- _Source document_:
::::
A Temuka-based wigmaker has found an ethical way to source hair.
When Leona Robinson asked — on a Facebook community page — for hair donations in exchange for a $120 bespoke hair cut, she was ‘‘inundated’’ with offers.
While Robinson had worked in Australia at fashion shows, and in film and television, she was now working as a mobile hairdresser as she studied the art of wig-making.
While she was expecting some response she said she was ‘‘bombarded’’ with support and offers.
Robinson could only take donations of ‘‘virgin hair’’, which was basically hair which had not been chemically processed with colours, bleach or perms.
She was hoping to be donated grey hair as well, but it needed to be long enough, with a minimum length of 20cm.
While there was an option to purchase ‘‘semi-affordable’’ human hair overseas, she said it opened a can of worms when it came to ethics.
How could she know if the donor had felt they had been compensated fairly? And with caucasian hair it could be sourced from human trafficking or sex slavery.
While it arrived in the mailbox, ‘‘you have no idea where it has come from’’.
She had been hair dressing since 1998, but along the way she had started to struggle with a form of alopecia.
Through her childhood she had a thick head of hair, but it had started to thin out.
::::
- _Supplied information_:
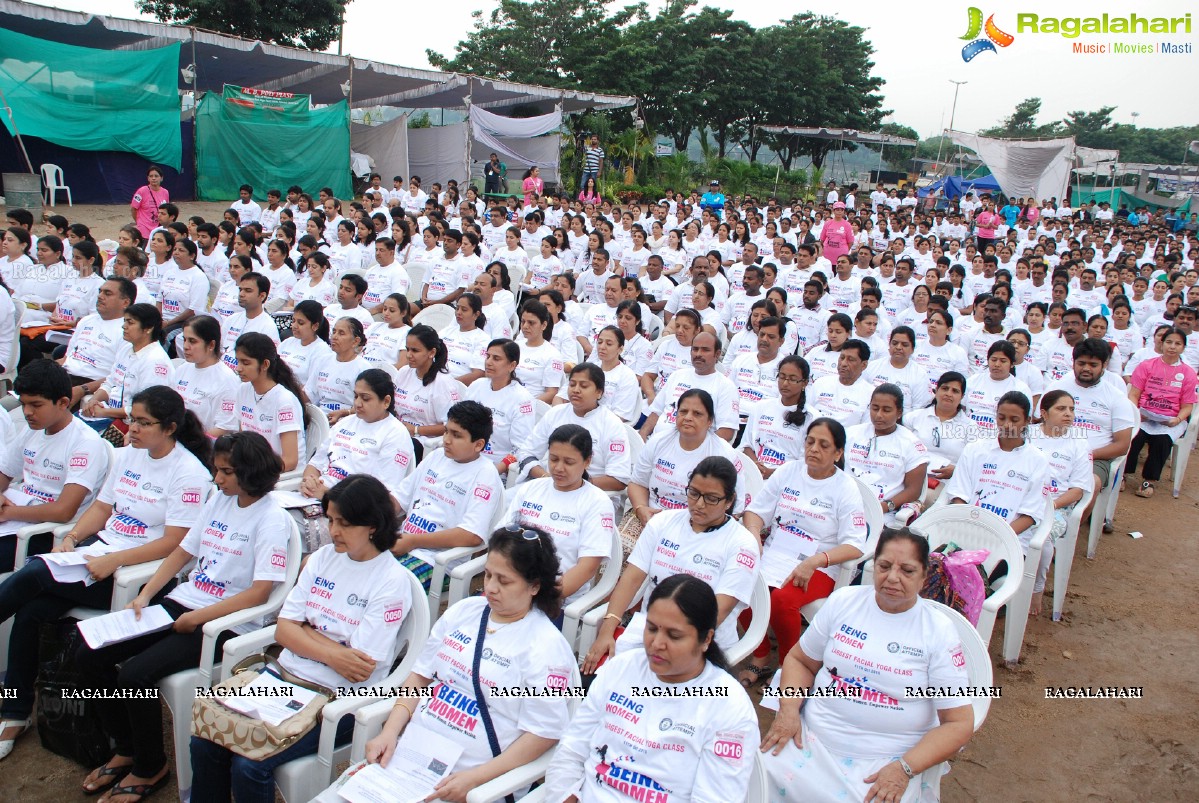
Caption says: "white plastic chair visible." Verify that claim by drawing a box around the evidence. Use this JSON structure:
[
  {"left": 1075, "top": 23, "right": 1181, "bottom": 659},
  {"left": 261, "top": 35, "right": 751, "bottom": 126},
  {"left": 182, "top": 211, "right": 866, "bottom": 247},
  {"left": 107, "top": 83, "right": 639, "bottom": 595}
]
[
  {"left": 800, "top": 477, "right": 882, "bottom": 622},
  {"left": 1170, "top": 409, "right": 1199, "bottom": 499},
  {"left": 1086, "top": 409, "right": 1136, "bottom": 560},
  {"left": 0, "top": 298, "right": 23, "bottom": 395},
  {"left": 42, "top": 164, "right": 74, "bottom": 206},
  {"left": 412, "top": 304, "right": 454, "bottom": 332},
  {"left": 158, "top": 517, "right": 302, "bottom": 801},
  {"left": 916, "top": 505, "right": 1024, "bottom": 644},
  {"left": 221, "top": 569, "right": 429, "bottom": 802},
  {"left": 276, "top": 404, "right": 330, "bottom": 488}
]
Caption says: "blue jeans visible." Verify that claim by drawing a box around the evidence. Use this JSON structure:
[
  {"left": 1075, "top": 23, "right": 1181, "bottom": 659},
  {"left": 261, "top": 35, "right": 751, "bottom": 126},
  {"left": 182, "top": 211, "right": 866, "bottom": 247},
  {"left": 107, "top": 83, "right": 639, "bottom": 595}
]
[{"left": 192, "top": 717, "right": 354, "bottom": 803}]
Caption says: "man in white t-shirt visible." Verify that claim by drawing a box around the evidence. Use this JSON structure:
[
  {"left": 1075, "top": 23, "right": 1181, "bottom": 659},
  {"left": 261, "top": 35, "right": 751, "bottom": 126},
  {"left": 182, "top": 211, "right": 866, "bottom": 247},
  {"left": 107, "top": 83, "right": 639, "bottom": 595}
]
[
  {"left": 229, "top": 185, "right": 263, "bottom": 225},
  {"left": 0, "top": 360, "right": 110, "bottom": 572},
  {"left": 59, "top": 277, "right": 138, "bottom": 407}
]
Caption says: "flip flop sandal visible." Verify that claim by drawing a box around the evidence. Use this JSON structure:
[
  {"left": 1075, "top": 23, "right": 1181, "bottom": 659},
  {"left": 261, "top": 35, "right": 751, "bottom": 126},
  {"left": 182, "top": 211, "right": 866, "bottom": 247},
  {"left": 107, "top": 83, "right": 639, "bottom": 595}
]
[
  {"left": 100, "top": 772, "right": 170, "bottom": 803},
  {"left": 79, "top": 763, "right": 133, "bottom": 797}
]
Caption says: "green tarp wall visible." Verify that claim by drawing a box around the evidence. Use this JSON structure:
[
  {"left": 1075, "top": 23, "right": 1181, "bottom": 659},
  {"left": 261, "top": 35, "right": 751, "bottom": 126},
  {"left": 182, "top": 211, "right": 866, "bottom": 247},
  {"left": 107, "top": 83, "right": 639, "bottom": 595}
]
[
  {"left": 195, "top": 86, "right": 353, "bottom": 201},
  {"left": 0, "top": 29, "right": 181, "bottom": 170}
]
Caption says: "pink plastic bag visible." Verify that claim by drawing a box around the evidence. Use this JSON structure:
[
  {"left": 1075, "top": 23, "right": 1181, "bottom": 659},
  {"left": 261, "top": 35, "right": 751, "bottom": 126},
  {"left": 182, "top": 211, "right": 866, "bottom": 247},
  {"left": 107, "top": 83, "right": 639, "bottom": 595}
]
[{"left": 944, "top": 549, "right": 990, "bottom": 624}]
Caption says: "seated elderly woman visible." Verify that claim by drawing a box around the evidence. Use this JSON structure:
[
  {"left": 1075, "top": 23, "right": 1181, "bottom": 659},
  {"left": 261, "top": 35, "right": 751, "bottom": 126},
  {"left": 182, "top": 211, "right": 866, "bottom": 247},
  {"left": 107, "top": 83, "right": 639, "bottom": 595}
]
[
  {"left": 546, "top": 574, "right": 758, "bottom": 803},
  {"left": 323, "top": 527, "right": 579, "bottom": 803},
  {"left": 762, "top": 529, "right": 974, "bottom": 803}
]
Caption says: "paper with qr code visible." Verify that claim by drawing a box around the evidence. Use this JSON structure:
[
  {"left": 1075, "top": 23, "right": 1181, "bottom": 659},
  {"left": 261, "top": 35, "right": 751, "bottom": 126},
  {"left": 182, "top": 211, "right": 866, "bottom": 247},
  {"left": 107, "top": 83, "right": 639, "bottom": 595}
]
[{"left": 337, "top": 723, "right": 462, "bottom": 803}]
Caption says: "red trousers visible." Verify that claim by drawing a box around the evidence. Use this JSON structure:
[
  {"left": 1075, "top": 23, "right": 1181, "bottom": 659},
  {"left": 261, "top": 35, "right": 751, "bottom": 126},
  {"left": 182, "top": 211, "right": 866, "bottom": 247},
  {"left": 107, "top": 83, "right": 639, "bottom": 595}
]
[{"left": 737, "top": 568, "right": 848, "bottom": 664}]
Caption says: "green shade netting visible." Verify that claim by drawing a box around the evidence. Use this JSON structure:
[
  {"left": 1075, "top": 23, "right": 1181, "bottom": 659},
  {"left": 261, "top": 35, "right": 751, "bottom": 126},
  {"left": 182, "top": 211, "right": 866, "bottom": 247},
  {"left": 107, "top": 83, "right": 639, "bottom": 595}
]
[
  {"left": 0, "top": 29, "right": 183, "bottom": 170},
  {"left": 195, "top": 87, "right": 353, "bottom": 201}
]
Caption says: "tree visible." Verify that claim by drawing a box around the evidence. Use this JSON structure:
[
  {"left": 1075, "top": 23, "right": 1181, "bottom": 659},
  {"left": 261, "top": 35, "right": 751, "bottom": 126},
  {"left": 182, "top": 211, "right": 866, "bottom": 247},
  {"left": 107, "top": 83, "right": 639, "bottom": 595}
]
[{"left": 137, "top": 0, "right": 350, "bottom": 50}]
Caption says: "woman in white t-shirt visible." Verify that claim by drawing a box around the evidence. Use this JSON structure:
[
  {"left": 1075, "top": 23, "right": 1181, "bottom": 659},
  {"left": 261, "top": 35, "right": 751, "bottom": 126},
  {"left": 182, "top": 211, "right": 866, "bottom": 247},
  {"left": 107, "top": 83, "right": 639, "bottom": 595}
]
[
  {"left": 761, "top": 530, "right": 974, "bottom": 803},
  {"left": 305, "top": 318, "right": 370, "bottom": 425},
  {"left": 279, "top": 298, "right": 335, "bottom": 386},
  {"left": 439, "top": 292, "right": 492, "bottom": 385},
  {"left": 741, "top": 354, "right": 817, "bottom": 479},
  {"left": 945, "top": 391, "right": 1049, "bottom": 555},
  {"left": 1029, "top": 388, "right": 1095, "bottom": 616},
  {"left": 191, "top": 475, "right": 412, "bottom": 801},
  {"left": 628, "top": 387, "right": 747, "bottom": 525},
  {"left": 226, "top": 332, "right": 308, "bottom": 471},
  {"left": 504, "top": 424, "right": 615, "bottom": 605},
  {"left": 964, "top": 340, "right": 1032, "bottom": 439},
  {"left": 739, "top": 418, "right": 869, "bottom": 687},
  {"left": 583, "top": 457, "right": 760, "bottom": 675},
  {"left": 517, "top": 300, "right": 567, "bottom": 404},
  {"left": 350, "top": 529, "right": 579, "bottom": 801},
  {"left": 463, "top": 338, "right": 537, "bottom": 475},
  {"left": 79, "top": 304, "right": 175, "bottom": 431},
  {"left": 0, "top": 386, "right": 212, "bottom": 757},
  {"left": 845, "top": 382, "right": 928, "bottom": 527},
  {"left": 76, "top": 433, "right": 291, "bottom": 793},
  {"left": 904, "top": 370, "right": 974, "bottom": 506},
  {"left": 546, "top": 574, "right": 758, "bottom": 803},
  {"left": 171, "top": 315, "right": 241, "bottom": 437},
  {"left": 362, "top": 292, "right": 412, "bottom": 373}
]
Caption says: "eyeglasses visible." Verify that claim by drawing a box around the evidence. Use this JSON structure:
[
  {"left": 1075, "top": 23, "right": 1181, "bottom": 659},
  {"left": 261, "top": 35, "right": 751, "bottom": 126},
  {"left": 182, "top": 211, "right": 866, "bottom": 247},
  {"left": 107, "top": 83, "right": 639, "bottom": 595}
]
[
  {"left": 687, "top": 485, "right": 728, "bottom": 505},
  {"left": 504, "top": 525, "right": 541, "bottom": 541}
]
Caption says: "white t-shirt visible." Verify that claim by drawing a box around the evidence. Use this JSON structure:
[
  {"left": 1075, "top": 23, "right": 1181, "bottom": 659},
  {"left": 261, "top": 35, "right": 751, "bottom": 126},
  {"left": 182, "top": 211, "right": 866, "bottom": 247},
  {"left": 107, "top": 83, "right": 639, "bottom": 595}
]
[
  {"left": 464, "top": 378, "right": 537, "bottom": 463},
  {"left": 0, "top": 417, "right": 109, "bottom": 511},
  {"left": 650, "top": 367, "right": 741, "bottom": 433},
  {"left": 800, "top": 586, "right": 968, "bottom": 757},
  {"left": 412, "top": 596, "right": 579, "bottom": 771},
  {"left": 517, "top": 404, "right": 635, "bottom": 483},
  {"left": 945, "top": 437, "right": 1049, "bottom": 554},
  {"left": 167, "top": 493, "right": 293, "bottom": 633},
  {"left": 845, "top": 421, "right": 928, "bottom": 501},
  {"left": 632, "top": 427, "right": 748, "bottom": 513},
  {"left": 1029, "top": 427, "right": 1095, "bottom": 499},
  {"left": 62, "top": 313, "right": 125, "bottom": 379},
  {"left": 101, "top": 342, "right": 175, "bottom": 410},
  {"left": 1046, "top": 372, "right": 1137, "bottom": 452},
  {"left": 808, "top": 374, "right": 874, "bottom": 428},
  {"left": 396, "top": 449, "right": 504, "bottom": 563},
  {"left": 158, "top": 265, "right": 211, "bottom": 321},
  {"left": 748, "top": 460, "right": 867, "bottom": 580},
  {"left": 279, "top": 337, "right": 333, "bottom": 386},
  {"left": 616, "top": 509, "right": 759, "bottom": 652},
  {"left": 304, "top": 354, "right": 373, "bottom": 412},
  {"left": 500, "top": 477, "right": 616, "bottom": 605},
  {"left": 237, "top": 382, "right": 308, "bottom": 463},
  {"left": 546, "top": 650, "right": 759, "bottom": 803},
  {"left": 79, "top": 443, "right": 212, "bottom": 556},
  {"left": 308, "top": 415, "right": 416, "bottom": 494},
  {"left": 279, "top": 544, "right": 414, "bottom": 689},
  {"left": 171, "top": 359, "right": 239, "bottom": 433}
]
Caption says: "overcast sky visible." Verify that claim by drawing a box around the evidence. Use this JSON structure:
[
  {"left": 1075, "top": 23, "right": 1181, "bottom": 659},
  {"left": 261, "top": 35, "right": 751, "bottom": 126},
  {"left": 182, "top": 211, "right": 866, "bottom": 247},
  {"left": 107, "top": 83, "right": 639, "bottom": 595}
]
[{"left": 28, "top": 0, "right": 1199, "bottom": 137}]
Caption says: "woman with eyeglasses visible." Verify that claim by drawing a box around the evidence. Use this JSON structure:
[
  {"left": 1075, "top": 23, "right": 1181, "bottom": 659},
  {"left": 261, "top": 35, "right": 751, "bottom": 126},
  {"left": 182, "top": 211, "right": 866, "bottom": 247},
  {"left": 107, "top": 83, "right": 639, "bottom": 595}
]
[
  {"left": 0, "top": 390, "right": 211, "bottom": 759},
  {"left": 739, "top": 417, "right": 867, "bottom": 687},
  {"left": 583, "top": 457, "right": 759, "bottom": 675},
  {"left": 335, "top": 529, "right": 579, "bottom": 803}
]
::::
- _Challenge A_:
According to the wigmaker article, which chemical treatments disqualify hair from counting as "virgin hair"? List them all.
- _Challenge B_:
Turn the paragraph in the wigmaker article beginning "While Robinson had worked in Australia" into a short bulleted list that keeps its main facts.
- _Challenge C_:
Quote the wigmaker article word for word from "When Leona Robinson" up to and including "length of 20cm.".
Base every answer solely on the wigmaker article.

- _Exercise response A_:
- Colours
- Bleach
- Perms

- _Exercise response B_:
- Worked in Australia at fashion shows and in film and television
- Now a mobile hairdresser
- Studying wig-making

- _Exercise response C_:
When Leona Robinson asked — on a Facebook community page — for hair donations in exchange for a $120 bespoke hair cut, she was ‘‘inundated’’ with offers.
While Robinson had worked in Australia at fashion shows, and in film and television, she was now working as a mobile hairdresser as she studied the art of wig-making.
While she was expecting some response she said she was ‘‘bombarded’’ with support and offers.
Robinson could only take donations of ‘‘virgin hair’’, which was basically hair which had not been chemically processed with colours, bleach or perms.
She was hoping to be donated grey hair as well, but it needed to be long enough, with a minimum length of 20cm.